Aim of the task
From the data below, retype exactly the lines starting with the one that contains "Every <instance> describes" and ending with the one that contains "165L769 195L811 191L820", both included.

Data for analysis
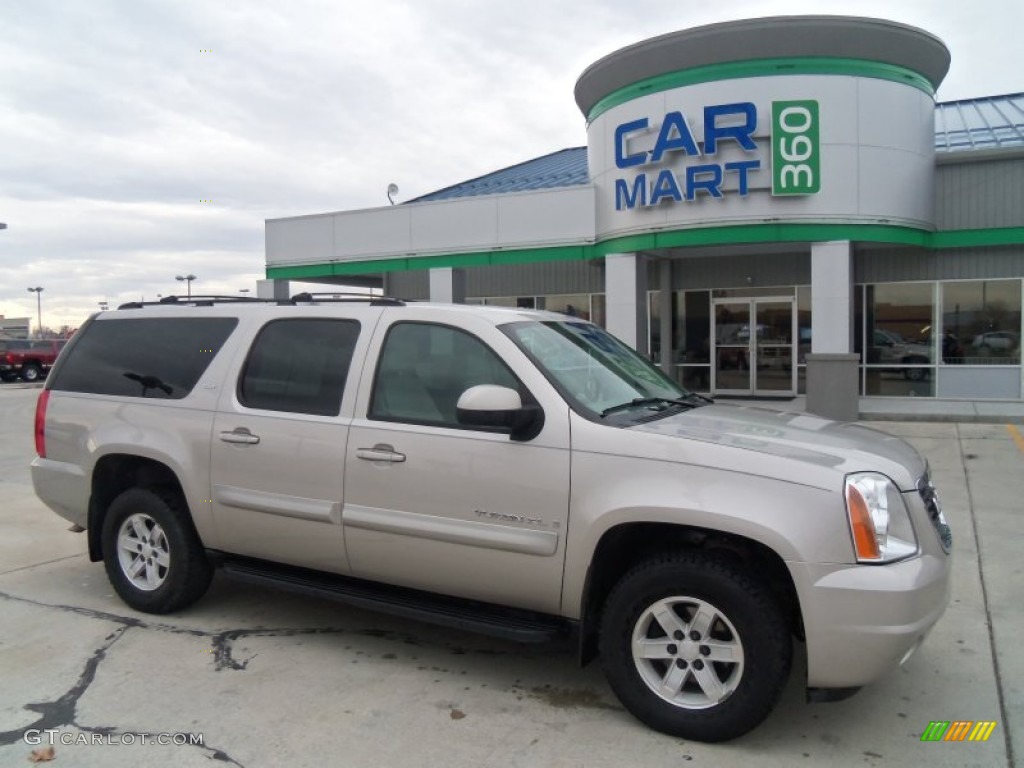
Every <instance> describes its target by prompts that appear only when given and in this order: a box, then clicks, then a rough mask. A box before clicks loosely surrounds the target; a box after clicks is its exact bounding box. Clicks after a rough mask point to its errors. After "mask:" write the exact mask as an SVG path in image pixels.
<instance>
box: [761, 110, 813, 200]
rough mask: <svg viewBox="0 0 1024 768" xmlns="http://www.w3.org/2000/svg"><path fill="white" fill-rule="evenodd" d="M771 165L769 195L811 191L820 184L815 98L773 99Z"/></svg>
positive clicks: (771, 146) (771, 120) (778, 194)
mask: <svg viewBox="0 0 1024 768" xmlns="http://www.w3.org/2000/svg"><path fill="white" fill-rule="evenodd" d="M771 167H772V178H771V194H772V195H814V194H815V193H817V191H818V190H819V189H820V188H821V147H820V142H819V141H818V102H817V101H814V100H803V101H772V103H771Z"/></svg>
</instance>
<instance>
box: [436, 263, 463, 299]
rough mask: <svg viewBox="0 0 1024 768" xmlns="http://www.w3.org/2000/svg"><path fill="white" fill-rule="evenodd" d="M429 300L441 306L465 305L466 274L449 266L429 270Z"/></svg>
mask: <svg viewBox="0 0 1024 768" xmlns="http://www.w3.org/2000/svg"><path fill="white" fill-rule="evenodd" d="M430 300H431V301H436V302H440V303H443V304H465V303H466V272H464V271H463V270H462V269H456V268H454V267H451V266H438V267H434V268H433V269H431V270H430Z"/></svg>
==
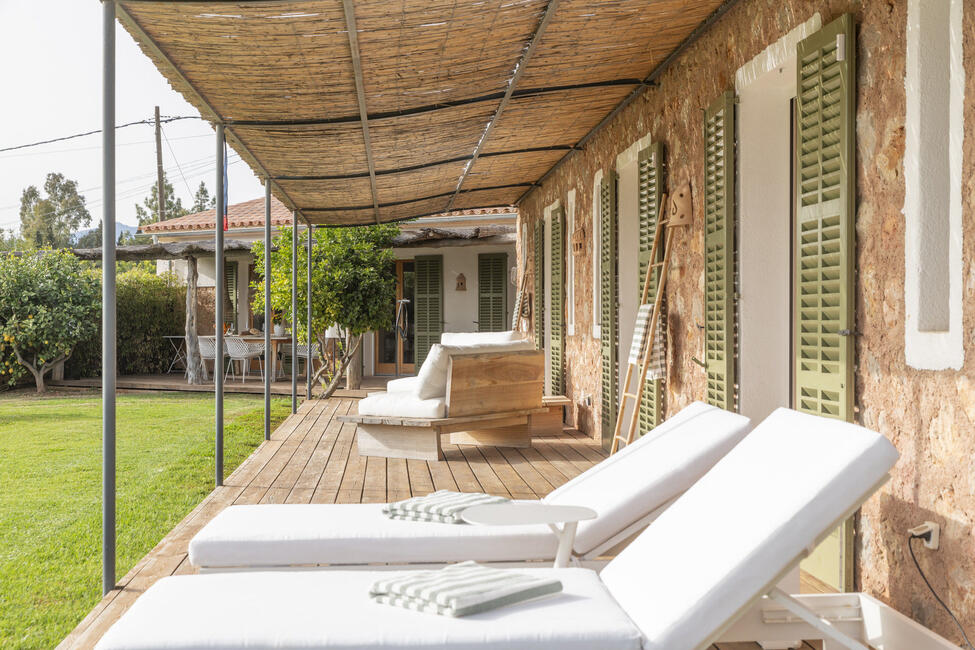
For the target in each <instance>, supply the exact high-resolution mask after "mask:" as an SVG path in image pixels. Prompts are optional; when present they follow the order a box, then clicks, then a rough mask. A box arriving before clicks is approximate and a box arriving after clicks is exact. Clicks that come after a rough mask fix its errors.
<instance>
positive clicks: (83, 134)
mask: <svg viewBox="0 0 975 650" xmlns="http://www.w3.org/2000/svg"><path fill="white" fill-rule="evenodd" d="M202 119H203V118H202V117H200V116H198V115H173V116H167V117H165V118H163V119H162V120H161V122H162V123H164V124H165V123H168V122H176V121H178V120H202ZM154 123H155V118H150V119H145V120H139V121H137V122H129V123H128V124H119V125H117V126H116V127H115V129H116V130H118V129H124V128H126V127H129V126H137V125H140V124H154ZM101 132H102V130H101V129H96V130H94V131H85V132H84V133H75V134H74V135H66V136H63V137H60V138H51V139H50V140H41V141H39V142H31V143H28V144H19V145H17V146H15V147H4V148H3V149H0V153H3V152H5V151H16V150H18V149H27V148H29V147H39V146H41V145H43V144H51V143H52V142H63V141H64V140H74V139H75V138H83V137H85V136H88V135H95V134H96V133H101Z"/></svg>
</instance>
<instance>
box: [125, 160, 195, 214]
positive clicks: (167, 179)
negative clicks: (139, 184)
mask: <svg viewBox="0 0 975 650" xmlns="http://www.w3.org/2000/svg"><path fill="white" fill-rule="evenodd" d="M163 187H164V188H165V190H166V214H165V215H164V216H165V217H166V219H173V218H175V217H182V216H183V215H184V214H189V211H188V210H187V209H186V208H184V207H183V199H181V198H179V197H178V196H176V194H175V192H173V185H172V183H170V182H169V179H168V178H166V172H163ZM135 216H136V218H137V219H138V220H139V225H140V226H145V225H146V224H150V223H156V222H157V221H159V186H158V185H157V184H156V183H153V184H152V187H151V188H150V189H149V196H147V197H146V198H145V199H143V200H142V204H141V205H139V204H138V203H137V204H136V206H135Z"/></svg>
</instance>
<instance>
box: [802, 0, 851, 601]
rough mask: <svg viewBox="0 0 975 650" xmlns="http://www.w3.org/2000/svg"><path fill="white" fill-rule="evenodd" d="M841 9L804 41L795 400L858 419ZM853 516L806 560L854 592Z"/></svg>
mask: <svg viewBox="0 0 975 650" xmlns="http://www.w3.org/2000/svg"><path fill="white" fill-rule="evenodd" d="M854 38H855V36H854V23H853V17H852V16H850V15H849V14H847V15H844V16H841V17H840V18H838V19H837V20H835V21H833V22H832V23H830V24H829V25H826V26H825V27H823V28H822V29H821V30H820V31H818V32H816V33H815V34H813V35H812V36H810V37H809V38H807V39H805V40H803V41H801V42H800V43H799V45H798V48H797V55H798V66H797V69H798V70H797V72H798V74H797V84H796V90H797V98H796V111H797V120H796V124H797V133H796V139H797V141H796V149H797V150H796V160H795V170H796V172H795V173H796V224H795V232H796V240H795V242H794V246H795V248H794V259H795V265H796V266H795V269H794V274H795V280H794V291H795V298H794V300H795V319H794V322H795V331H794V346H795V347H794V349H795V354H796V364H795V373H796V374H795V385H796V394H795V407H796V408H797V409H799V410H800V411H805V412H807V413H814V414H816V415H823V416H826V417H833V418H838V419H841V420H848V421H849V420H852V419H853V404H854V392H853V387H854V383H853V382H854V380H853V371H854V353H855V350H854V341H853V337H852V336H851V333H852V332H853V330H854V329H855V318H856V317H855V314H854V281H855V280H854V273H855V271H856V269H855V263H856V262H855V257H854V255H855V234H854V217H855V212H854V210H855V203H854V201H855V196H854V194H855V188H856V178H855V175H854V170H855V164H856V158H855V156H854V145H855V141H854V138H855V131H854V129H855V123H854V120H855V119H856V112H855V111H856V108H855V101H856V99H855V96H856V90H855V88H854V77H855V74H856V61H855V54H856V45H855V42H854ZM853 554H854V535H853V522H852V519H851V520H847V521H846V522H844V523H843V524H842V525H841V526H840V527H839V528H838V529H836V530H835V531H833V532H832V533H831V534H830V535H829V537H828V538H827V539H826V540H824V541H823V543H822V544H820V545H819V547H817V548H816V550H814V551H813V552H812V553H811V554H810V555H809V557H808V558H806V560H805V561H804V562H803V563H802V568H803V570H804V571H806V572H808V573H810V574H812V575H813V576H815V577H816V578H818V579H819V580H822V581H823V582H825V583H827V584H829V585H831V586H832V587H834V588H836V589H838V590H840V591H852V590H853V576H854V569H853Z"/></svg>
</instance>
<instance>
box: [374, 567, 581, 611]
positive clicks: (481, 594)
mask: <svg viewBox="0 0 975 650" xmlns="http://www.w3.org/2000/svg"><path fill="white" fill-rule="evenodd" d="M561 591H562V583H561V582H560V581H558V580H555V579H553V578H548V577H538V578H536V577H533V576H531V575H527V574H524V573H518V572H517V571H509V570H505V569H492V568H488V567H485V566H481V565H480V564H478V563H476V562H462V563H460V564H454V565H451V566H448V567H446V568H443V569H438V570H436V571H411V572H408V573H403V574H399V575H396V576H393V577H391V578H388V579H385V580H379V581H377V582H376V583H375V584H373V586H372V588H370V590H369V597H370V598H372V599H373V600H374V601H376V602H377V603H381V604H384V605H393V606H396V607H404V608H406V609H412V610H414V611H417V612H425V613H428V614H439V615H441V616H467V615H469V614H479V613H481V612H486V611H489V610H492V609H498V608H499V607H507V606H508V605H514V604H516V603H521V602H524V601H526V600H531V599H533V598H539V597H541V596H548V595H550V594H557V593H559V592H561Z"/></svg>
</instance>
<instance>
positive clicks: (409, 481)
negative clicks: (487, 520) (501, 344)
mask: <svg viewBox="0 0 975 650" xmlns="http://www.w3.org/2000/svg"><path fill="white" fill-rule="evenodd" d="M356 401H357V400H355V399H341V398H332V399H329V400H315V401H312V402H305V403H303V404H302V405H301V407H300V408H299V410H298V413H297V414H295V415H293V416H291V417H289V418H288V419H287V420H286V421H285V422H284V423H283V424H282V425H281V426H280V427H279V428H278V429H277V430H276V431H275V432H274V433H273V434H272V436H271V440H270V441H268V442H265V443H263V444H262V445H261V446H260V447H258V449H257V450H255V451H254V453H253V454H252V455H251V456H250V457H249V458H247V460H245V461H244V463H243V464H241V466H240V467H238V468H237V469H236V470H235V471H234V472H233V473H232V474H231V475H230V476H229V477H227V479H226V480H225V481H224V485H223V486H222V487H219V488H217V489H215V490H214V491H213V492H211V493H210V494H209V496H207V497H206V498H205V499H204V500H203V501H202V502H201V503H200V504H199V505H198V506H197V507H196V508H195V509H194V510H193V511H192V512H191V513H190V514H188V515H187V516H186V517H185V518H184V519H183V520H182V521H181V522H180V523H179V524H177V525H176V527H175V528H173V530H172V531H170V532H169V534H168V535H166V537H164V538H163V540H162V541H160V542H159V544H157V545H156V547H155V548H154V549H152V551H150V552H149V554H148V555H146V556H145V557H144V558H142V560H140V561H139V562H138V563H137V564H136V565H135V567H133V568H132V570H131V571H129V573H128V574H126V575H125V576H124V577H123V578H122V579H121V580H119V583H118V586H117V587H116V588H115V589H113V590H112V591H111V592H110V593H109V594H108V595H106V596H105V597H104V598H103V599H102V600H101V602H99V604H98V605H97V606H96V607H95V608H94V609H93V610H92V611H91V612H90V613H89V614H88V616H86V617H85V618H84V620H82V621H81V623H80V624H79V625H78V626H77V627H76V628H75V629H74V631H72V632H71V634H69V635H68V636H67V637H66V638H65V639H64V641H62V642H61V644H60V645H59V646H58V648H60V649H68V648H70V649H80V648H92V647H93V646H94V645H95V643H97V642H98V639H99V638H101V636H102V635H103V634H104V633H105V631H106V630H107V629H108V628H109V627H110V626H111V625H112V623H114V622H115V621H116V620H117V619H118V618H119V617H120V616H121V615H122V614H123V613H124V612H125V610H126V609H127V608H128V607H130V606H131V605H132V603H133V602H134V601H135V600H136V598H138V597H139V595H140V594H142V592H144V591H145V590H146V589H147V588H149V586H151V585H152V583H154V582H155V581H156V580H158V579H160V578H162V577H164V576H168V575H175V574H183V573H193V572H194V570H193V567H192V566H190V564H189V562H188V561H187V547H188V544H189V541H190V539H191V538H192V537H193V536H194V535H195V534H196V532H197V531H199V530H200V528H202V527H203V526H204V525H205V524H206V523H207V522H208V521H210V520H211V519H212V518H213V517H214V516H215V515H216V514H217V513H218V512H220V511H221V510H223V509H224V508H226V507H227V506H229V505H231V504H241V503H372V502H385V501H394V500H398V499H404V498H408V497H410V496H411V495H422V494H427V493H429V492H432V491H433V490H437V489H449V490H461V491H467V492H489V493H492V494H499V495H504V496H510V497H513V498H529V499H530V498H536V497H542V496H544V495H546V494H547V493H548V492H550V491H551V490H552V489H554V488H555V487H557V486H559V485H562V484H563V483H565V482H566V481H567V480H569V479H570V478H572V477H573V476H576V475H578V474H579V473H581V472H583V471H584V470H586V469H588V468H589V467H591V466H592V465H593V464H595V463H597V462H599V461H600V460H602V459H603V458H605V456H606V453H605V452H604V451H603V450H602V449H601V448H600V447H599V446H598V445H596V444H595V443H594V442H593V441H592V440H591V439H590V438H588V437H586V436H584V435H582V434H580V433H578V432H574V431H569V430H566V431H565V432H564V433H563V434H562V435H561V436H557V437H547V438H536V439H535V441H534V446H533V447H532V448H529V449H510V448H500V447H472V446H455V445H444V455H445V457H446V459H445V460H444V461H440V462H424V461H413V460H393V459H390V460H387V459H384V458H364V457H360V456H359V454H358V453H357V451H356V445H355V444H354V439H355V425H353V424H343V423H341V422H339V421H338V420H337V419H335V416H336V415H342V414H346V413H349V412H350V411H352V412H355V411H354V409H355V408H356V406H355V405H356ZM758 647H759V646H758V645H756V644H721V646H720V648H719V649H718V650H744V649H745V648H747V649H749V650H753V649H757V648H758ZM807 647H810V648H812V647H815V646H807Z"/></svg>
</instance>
---
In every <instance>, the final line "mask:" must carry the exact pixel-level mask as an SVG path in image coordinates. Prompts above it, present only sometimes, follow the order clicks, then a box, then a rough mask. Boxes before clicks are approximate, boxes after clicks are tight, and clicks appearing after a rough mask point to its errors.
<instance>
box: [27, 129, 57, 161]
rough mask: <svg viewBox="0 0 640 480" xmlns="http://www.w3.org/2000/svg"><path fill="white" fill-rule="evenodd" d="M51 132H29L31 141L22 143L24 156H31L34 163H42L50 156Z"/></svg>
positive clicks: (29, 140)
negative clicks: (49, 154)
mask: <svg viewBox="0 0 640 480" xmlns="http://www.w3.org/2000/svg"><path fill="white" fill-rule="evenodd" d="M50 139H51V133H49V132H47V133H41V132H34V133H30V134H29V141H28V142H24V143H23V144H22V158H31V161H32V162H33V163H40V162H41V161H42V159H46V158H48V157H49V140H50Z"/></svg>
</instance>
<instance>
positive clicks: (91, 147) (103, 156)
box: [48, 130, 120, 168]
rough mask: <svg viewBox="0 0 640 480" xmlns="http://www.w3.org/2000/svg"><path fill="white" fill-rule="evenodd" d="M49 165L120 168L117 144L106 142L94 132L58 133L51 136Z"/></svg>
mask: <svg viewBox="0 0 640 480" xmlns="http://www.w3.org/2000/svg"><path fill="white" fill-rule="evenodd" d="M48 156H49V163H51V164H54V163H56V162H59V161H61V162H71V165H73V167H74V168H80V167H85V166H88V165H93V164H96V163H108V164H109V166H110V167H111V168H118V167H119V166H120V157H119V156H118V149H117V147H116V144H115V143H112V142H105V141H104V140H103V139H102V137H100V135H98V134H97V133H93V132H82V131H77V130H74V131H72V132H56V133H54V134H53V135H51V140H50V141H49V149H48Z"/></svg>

Response below
Every <instance> describes its target by prompts that appear only when given and in this order: a box, then clicks, then a rough mask. A box before clicks loosely surrounds the target; a box after clicks is its exact bounding box. Clicks after a rough mask point to its errors. After "mask:" write the exact mask as an SVG path in image pixels.
<instance>
box: [761, 110, 813, 200]
rough mask: <svg viewBox="0 0 1024 768" xmlns="http://www.w3.org/2000/svg"><path fill="white" fill-rule="evenodd" d="M771 165L769 195L811 191L820 184L815 98L773 99Z"/></svg>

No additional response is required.